Materials provided ::
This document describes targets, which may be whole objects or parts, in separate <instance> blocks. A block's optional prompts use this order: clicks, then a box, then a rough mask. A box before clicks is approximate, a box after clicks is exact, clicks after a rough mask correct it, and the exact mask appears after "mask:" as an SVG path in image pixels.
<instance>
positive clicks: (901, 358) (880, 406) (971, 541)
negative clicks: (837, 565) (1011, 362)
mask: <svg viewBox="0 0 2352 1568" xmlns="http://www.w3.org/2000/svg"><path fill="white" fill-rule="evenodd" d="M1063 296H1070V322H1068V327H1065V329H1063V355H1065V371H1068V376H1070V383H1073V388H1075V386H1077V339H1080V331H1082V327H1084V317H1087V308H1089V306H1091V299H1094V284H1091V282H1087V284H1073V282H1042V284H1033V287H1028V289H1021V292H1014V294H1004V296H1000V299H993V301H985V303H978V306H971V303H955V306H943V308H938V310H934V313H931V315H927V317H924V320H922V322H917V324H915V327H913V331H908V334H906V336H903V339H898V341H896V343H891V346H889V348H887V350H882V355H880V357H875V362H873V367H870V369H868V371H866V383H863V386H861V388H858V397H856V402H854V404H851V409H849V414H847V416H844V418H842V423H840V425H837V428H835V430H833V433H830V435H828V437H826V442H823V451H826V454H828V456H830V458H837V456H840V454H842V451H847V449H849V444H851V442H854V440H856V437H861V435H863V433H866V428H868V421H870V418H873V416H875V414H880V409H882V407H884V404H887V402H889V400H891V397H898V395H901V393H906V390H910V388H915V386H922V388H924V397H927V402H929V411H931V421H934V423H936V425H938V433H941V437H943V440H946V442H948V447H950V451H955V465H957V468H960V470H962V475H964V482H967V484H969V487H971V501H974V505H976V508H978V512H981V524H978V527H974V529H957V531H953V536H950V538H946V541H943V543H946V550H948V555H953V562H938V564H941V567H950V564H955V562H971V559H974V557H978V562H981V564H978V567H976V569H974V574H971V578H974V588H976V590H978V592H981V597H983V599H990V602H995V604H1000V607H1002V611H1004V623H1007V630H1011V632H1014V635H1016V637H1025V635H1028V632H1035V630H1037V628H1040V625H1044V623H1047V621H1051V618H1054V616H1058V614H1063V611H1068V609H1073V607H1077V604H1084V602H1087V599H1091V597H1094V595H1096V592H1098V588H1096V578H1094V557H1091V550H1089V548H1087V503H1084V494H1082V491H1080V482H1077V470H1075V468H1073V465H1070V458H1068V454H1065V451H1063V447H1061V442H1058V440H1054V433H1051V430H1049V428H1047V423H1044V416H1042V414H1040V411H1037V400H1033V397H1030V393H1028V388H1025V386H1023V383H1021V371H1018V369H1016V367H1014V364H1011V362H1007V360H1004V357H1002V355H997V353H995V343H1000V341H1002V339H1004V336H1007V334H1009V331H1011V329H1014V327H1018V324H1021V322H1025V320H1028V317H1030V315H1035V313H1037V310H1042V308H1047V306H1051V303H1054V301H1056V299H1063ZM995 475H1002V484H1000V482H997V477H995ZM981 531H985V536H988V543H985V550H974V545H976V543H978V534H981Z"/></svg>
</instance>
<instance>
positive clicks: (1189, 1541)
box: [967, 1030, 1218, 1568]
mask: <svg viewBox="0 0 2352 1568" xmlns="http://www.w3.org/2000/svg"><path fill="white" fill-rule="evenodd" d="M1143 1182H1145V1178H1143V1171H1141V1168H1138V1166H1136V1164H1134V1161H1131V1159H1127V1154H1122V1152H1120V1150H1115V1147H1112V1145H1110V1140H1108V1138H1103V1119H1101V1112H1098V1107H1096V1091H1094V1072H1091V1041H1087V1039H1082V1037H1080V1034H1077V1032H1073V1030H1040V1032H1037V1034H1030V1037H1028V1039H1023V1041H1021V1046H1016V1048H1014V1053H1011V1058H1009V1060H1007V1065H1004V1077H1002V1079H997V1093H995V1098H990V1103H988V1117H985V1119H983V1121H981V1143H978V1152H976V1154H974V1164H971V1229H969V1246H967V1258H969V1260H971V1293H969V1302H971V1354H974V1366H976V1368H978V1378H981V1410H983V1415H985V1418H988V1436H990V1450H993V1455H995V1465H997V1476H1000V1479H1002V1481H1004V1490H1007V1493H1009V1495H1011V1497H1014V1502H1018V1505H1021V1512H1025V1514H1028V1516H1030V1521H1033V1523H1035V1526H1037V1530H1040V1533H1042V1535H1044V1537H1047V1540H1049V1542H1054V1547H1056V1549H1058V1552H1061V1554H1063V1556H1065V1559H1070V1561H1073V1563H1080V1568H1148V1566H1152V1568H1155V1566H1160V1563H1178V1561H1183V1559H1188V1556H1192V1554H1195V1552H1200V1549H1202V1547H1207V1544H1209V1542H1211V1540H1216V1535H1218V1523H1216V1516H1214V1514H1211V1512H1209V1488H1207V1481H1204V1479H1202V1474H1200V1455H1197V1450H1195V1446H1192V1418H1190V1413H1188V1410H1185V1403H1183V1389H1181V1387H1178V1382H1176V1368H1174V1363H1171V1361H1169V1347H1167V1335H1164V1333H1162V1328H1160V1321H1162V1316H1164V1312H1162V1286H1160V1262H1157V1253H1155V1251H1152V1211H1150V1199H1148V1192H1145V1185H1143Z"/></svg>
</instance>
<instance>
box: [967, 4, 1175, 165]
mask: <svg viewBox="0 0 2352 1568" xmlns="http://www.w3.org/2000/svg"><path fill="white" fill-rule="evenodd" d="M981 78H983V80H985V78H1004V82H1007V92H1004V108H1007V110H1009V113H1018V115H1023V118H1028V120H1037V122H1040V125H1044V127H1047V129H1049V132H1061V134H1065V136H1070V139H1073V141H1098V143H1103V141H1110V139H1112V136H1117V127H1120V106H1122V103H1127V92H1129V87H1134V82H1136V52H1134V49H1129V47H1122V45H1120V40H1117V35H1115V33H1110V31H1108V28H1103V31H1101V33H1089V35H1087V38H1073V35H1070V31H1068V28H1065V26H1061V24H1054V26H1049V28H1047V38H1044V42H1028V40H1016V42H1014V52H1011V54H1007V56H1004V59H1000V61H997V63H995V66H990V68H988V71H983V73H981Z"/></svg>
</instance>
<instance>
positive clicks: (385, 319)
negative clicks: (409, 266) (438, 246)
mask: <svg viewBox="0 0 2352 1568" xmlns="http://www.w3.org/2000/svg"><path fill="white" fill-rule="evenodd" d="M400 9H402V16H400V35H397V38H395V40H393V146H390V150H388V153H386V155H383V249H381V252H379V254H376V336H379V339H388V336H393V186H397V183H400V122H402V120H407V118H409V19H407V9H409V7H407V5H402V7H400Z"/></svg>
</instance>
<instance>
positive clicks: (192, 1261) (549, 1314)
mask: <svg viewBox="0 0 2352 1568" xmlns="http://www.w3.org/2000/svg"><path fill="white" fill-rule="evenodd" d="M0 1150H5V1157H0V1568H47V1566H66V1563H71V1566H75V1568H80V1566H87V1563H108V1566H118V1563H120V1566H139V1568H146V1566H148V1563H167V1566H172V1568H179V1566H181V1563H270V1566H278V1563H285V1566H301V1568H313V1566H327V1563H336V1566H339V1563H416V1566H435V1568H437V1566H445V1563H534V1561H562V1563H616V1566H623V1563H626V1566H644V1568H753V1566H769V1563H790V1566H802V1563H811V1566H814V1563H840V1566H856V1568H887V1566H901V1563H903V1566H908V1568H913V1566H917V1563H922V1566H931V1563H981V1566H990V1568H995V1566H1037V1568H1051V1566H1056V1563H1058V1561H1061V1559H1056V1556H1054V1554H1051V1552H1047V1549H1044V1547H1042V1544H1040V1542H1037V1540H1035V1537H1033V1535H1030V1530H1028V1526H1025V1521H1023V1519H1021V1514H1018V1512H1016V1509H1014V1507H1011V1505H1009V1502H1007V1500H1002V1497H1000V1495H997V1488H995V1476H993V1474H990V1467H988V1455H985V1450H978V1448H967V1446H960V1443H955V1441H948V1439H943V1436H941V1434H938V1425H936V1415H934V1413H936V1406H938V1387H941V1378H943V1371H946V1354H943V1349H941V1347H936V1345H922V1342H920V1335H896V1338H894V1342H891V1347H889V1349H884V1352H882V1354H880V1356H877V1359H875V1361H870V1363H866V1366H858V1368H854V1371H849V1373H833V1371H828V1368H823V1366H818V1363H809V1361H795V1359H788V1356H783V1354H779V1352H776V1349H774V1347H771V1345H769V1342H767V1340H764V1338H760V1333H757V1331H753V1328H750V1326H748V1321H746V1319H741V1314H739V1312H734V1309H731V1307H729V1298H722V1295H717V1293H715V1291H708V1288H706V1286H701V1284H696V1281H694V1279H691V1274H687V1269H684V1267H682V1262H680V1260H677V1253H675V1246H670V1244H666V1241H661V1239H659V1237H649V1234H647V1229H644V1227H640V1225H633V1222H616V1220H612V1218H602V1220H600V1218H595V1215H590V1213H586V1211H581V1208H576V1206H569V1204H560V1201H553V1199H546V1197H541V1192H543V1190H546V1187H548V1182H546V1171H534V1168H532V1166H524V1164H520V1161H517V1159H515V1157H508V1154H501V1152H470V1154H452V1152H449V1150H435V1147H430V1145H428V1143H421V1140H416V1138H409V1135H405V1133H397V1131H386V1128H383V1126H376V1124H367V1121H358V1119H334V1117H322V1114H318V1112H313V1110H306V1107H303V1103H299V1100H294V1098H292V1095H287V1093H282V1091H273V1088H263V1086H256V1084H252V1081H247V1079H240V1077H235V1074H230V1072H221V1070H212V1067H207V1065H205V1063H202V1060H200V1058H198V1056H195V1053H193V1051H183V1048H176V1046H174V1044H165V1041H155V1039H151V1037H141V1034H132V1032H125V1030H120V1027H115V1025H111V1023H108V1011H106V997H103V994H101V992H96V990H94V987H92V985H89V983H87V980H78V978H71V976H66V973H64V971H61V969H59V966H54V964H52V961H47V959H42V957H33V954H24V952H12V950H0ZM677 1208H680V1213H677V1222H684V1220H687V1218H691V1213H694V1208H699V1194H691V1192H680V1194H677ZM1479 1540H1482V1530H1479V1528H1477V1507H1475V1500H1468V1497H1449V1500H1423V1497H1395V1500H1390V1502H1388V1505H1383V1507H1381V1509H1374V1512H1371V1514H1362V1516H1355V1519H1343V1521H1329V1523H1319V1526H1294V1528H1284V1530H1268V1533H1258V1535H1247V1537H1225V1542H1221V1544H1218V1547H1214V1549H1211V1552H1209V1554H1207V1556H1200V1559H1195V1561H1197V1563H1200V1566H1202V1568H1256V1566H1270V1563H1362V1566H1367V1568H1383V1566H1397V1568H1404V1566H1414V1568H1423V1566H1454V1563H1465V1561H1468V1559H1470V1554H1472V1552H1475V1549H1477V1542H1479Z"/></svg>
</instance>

Requirement :: Your answer should be only the number of lines in the entries above that hold the string "negative".

Written answer :: 2